#### [Soal A]
Tolong tentukan apakah tiap pernyataan berikut sesuai dengan kode analisis penjualan di bawah. Jawab ya atau tidak, disertai kutipan persis dari kode yang menentukannya: (i) Dataset dibaca dari berkas sales_data.csv dengan pemisah titik koma. (ii) Kolom Total Sales diisi dari hasil kali Quantity dan Unit Price. (iii) Penjualan per produk digambarkan dalam diagram garis.

#### [Teks Sumber]
In [None]:
# Sales Data Analysis Project

# Day 1
# 1. Import Library
import pandas as pd
import matplotlib.pyplot as plt
import seaborn as sns

# 2. Load Dataset
df = pd.read_csv('sales_data.csv', sep=';')

# 3. Quick Look
display(df)
print(df.info())
print(df.describe())

# 4. Data Cleaning
# Membuat kolom Total Sales
if 'Total Sales' not in df.columns or df['Total Sales'].isnull().all():
    df['Total Sales'] = df['Quantity'] * df['Unit Price']
    df.to_csv('sales_data.csv', sep=';', index=False)

# 5. Analisis Produk Terlaris
product_sales = df.groupby('Product')['Total Sales'].sum().sort_values(ascending=False)
print(product_sales)

# Visualisasi Produk Terlaris
product_sales.plot(kind='bar', color='skyblue')
plt.title('Total Sales by Product')
plt.xlabel('Product')
plt.ylabel('Total Sales')
plt.xticks(rotation=45)
plt.show()

# 6. Analisis Kota Terlaris
top_city = df.groupby('City')['Total Sales'].sum().sort_values(ascending=False)

#### [Data Masukan]
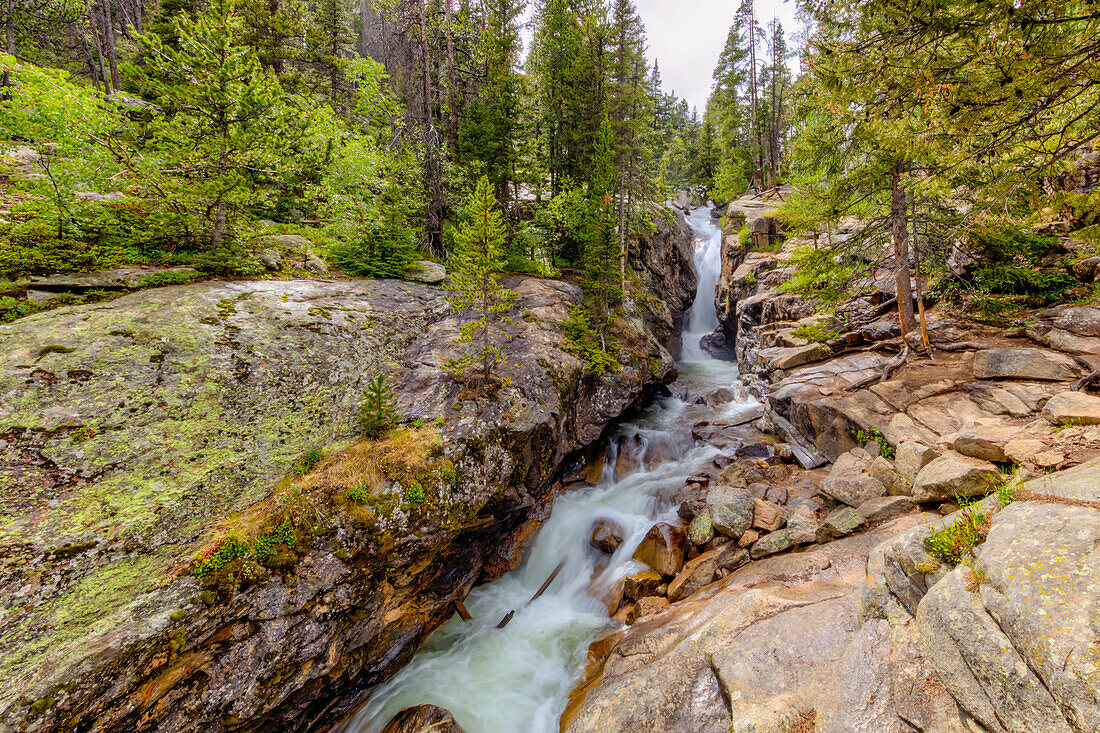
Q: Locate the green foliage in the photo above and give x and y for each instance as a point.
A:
(952, 543)
(376, 415)
(601, 356)
(814, 332)
(477, 261)
(875, 435)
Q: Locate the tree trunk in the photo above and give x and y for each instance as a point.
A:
(899, 222)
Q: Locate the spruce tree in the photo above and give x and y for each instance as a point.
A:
(477, 261)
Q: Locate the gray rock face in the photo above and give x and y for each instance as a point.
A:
(1024, 364)
(427, 272)
(132, 428)
(953, 474)
(850, 482)
(1073, 407)
(730, 510)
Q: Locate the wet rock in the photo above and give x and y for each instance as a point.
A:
(730, 510)
(1073, 407)
(777, 542)
(1024, 364)
(953, 474)
(641, 584)
(646, 606)
(424, 719)
(986, 441)
(802, 525)
(606, 536)
(884, 509)
(701, 529)
(911, 457)
(427, 272)
(839, 523)
(767, 516)
(850, 482)
(662, 549)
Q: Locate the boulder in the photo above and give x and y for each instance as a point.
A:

#### [Soal B]
Kumpulkan setiap baris dalam data di atas yang memuat kata "each". Perbedaan huruf besar dan kecil diperhitungkan.

#### [Jawaban Benar A]
(i) Ya: "df = pd.read_csv('sales_data.csv', sep=';')"
(ii) Ya: "df['Total Sales'] = df['Quantity'] * df['Unit Price']"
(iii) Tidak: "product_sales.plot(kind='bar', color='skyblue')"

#### [Jawaban Benar B]
Q: Locate the green foliage in the photo above and give x and y for each instance as a point.
Q: Locate the tree trunk in the photo above and give x and y for each instance as a point.
Q: Locate the spruce tree in the photo above and give x and y for each instance as a point.
Q: Locate the gray rock face in the photo above and give x and y for each instance as a point.
Q: Locate the wet rock in the photo above and give x and y for each instance as a point.
Q: Locate the boulder in the photo above and give x and y for each instance as a point.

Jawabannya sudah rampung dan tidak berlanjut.